◆ **WHAT THE TASK REQUIRES**
Change "polygon" to "outline" throughout the lines below, leaving everything else unchanged, and omit the pictures from your answer.

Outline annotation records
************

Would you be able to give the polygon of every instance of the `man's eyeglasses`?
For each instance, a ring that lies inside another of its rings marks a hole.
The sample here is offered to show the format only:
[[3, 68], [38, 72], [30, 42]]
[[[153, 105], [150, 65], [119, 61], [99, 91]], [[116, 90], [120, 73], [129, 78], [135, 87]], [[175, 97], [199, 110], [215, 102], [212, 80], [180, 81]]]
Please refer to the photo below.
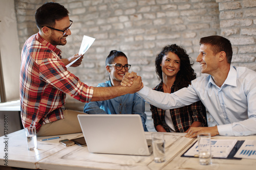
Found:
[[124, 68], [124, 69], [125, 70], [129, 70], [130, 68], [131, 68], [131, 65], [130, 65], [130, 64], [125, 64], [124, 66], [121, 64], [109, 64], [108, 65], [109, 65], [109, 66], [115, 65], [116, 66], [116, 69], [118, 70], [121, 70], [122, 69], [123, 69], [123, 67]]
[[42, 28], [43, 28], [44, 27], [46, 27], [49, 28], [49, 29], [53, 29], [53, 30], [54, 30], [56, 31], [62, 32], [63, 33], [63, 35], [65, 35], [68, 32], [68, 31], [69, 31], [69, 29], [70, 29], [70, 27], [71, 27], [71, 25], [72, 25], [72, 23], [73, 23], [73, 21], [72, 21], [71, 20], [70, 20], [69, 21], [70, 21], [70, 25], [69, 26], [69, 27], [68, 27], [67, 28], [66, 28], [63, 30], [56, 29], [55, 29], [54, 28], [50, 27], [48, 26], [42, 26]]

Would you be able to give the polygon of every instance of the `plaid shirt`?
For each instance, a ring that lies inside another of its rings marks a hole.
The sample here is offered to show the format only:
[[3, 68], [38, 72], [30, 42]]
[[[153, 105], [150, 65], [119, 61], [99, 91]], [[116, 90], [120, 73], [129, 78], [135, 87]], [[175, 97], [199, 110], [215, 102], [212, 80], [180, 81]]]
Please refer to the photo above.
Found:
[[93, 87], [67, 70], [61, 52], [39, 33], [24, 44], [19, 85], [24, 127], [33, 125], [38, 132], [42, 124], [64, 118], [66, 93], [82, 102], [89, 102], [92, 98]]
[[[154, 87], [153, 90], [163, 92], [163, 84], [162, 81]], [[180, 88], [175, 85], [175, 82], [171, 88], [170, 93], [173, 93]], [[189, 106], [170, 109], [170, 115], [176, 132], [185, 132], [194, 122], [201, 122], [203, 126], [206, 125], [206, 119], [203, 115], [201, 105], [201, 102], [199, 101]], [[161, 125], [166, 132], [170, 132], [169, 126], [165, 123], [165, 111], [151, 105], [150, 106], [155, 128], [157, 125]]]

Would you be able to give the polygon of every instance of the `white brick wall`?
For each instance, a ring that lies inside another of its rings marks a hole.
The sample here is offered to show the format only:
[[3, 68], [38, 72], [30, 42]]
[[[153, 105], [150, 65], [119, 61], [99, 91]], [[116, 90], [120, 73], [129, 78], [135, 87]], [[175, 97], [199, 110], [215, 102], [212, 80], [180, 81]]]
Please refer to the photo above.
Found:
[[[15, 0], [17, 27], [22, 48], [36, 33], [34, 14], [47, 1]], [[72, 35], [59, 46], [67, 58], [79, 51], [82, 36], [96, 38], [82, 64], [69, 69], [91, 86], [104, 82], [105, 59], [110, 51], [126, 54], [144, 85], [158, 83], [155, 59], [162, 48], [176, 43], [186, 50], [196, 63], [201, 37], [220, 35], [233, 44], [232, 64], [256, 70], [255, 0], [56, 0], [70, 12]], [[70, 98], [69, 101], [76, 102]]]

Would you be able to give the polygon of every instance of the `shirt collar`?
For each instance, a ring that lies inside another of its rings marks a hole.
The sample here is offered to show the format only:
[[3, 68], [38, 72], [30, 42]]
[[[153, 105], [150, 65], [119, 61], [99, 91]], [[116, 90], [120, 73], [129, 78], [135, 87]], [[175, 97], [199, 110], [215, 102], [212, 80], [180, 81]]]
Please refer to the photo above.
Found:
[[[216, 84], [214, 81], [212, 77], [210, 75], [210, 79], [209, 80], [208, 84], [210, 83], [217, 86]], [[233, 86], [237, 86], [237, 71], [233, 67], [230, 66], [229, 69], [229, 71], [227, 75], [227, 77], [225, 80], [223, 84], [221, 86], [223, 86], [224, 85], [226, 84], [227, 85], [230, 85]]]
[[50, 42], [44, 39], [42, 37], [41, 37], [39, 33], [37, 33], [37, 34], [36, 36], [36, 39], [40, 43], [41, 43], [42, 45], [47, 46], [48, 48], [55, 53], [58, 56], [60, 57], [60, 58], [61, 58], [61, 56], [60, 56], [60, 55], [61, 54], [61, 51], [57, 48], [56, 45], [53, 45]]

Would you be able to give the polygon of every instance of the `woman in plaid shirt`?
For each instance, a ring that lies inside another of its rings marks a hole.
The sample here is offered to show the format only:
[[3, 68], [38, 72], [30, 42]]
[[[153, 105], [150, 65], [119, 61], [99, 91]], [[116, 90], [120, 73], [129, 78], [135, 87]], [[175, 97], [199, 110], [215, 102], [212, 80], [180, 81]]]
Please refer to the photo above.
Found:
[[[153, 89], [173, 93], [186, 87], [196, 74], [186, 51], [176, 44], [166, 45], [157, 56], [156, 71], [161, 83]], [[207, 126], [205, 108], [201, 101], [183, 107], [164, 110], [151, 105], [158, 132], [187, 132], [192, 127]]]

************

◆ **SOLUTION TO THE PROBLEM**
Would you be able to give the outline of every instance of the `man's eyeglasses`?
For each instance, a ring that lies inside another of its rings marks a hole.
The sample here is offered to show the format only:
[[3, 68], [38, 72], [30, 42]]
[[[153, 105], [150, 65], [119, 61], [99, 91]], [[116, 90], [120, 73], [129, 78], [135, 87]], [[175, 97], [199, 110], [215, 102], [212, 80], [180, 81]]]
Please refer to the photo below.
Found:
[[124, 68], [124, 69], [125, 70], [129, 70], [130, 68], [131, 68], [131, 65], [130, 65], [130, 64], [125, 64], [124, 66], [121, 64], [109, 64], [108, 65], [109, 65], [109, 66], [115, 65], [116, 66], [116, 69], [118, 70], [121, 70], [122, 69], [123, 69], [123, 67]]
[[42, 28], [43, 28], [44, 27], [46, 27], [49, 28], [49, 29], [53, 29], [53, 30], [54, 30], [56, 31], [62, 32], [63, 33], [63, 35], [65, 35], [68, 32], [68, 31], [69, 31], [69, 29], [70, 29], [70, 27], [71, 27], [71, 25], [72, 25], [72, 23], [73, 23], [73, 21], [72, 21], [71, 20], [70, 20], [69, 21], [70, 21], [70, 25], [69, 26], [69, 27], [68, 27], [67, 28], [66, 28], [63, 30], [56, 29], [55, 29], [54, 28], [50, 27], [48, 26], [42, 26]]

Would you be able to give the outline of every instance of the `plaid shirt`?
For each instance, a ring that lies inside another of its rings marks a hole.
The sample here is offered to show the format only:
[[3, 68], [38, 72], [30, 42]]
[[[153, 105], [150, 65], [119, 61], [99, 91]], [[116, 90], [120, 73], [129, 78], [135, 87]], [[175, 97], [199, 110], [215, 102], [212, 80], [180, 81]]]
Please refer to the photo above.
Found:
[[93, 87], [67, 70], [61, 52], [39, 33], [24, 44], [19, 85], [24, 127], [33, 125], [38, 132], [42, 124], [64, 118], [66, 93], [82, 102], [89, 102], [92, 98]]
[[[154, 87], [153, 90], [163, 92], [163, 84], [162, 81]], [[180, 88], [175, 85], [175, 82], [171, 88], [170, 93], [173, 93]], [[189, 106], [170, 109], [170, 115], [176, 132], [185, 132], [194, 122], [201, 122], [203, 126], [206, 125], [206, 119], [203, 115], [201, 105], [201, 102], [199, 101]], [[161, 125], [166, 132], [170, 132], [169, 126], [165, 123], [165, 111], [151, 105], [150, 106], [155, 128], [157, 125]]]

Would you be able to give the outline of every instance of the `white brick wall`?
For each instance, a ring that lies inside another of its rings marks a hole.
The sample here is offered to show the format only:
[[3, 68], [38, 72], [30, 42]]
[[[153, 105], [150, 65], [119, 61], [99, 91]], [[116, 90], [120, 73], [129, 78], [135, 87]], [[175, 97], [199, 110], [215, 102], [212, 80], [180, 81]]]
Please refer to the photo above.
Found:
[[[15, 0], [17, 27], [22, 48], [36, 33], [34, 14], [47, 1]], [[72, 35], [59, 46], [67, 58], [79, 51], [82, 36], [96, 38], [82, 64], [69, 69], [91, 86], [104, 82], [105, 59], [110, 51], [126, 54], [144, 85], [158, 83], [155, 59], [162, 48], [176, 43], [186, 50], [196, 63], [201, 37], [220, 35], [233, 44], [232, 64], [256, 70], [255, 0], [56, 0], [70, 12]], [[70, 98], [69, 101], [76, 102]]]

Would you be able to give the outline of every instance of the `shirt collar`?
For each instance, a ring that lies inside another of its rings marks a hole.
The sample here is offered to show the format only:
[[3, 68], [38, 72], [30, 42]]
[[[153, 105], [150, 65], [119, 61], [99, 91]], [[116, 90], [120, 73], [129, 78], [135, 87]], [[175, 97], [199, 110], [215, 102], [212, 80], [180, 81]]]
Please refer to the photo above.
Found:
[[[216, 84], [214, 81], [212, 77], [210, 75], [210, 79], [209, 80], [208, 84], [210, 83], [217, 86]], [[233, 86], [237, 86], [237, 71], [233, 67], [230, 66], [229, 69], [229, 71], [227, 75], [227, 77], [225, 80], [223, 84], [221, 86], [223, 86], [224, 85], [226, 84], [227, 85], [230, 85]]]
[[50, 42], [44, 39], [42, 37], [41, 37], [39, 33], [37, 33], [37, 34], [36, 36], [36, 39], [40, 43], [41, 43], [42, 45], [47, 46], [48, 48], [55, 53], [58, 56], [60, 57], [60, 58], [61, 58], [61, 56], [60, 56], [60, 55], [61, 54], [61, 51], [57, 48], [56, 45], [53, 45]]

Would you be able to give the outline of every instance of the `woman in plaid shirt`?
For each instance, a ring that lies inside another of its rings marks a hole.
The sample here is offered to show the format only:
[[3, 68], [38, 72], [30, 42]]
[[[153, 105], [150, 65], [119, 61], [99, 91]], [[116, 90], [120, 73], [129, 78], [135, 87]], [[175, 97], [199, 110], [215, 102], [212, 80], [180, 81]]]
Please refer to the photo above.
Found:
[[[153, 89], [173, 93], [186, 87], [196, 74], [186, 51], [176, 44], [166, 45], [157, 56], [156, 71], [161, 83]], [[207, 126], [205, 108], [201, 101], [183, 107], [164, 110], [151, 105], [158, 132], [187, 132], [192, 127]]]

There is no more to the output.